• _Tugas yang Diberikan_
Bagaimana kelanjutan ulasan film Guardians of the Galaxy di bawah ini? Tuliskan bagian berikutnya, mulai setelah kalimat terakhirnya.

══ Kutipan Terpilih

August 11, 2014

REVIEW: GUARDIANS OF THE GALAXY

"They call themselves the Guardians of the Galaxy. What a bunch of a-holes."

Reaksi saya ketika pertama kali menonton trailer Guardians of the Galaxy? Boom!! Saya harus nonton film ini!! Trailernya terlihat sangat fun apalagi dengan kehadiran makhluk-makhluk aneh seperti raccoon dan si manusia pohon. Film ini diangkat dari salah satu komik best seller dari Marvel, saya sendiri belum pernah dengar tentang komik ini sebelumnya. Maklum bukan pecinta komik hehe.. Beruntung saya bisa menyaksikan film ini di Malaysia dua minggu lebih cepat daripada penayangannya di Indonesia tanggal 20 Agustus mendatang. Andddd..I loved it! It was a super fun experience in the cinema. Banyak adegan yang dijamin akan membuat penonton tertawa sangking konyolnya, seimbang dengan adegan action yang juga tidak kalah seru. Satu hal yang mencolok dari film ini adalah kehadiran lagu-lagu nostalgia yang tentunya menjadikan film ini lebih unik dibanding film superhero yang belakangan bertebaran di bioskop. You can even find a dancing scene here! Music and dance in a superhero movie? HELL YEAH.

════
══ Data yang Ditampilkan

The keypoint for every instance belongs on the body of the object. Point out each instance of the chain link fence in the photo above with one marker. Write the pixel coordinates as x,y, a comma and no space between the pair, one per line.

════

• _Jawaban Soal Ini_
Seorang bocah diculik dari Bumi menggunakan sebuah kapal luar angkasa dan dibawa ke sebuah planet yang jauh. Ia lalu tumbuh menjadi seorang pemuda yang kerjanya adalah seorang 'pemulung' dan menyebut dirinya sebagai Star Lord (Chris Pratt). Kegiatannya sehari-hari adalah berkeliling dengan kapal luar angkasanya dan menjadi benda yang bisa ia curi dan ia jual. Suatu hari ia menemukan sebuah bola dan sejak saat itu ia pun dikejar-kejar oleh banyak pihak sampai pada akhirnya ia dijebloskan kedalam penjara dan bertemu orang-orang yang nanti akan menjadi rekannya. Mereka adalah seekor raccoon bernama Rocket (Bradley Cooper), sidekick Rocket yang adalah sebuah manusia pohon bernama Groot (Vin Diesel), Drax the Destroyer (Dave Batista), dan Gamora (Zoe Saldana) yang adalah seorang pembunuh. Mereka berlima lalu berkerja sama untuk melarikan diri dari penjara dan berencana untuk mengamankan bola yang ternyata sangat berbahaya apabila jatuh ditangan pihak yang salah. Petualangan pun dimulai dan mereka menyebut diri mereka Guardians of the Galaxy!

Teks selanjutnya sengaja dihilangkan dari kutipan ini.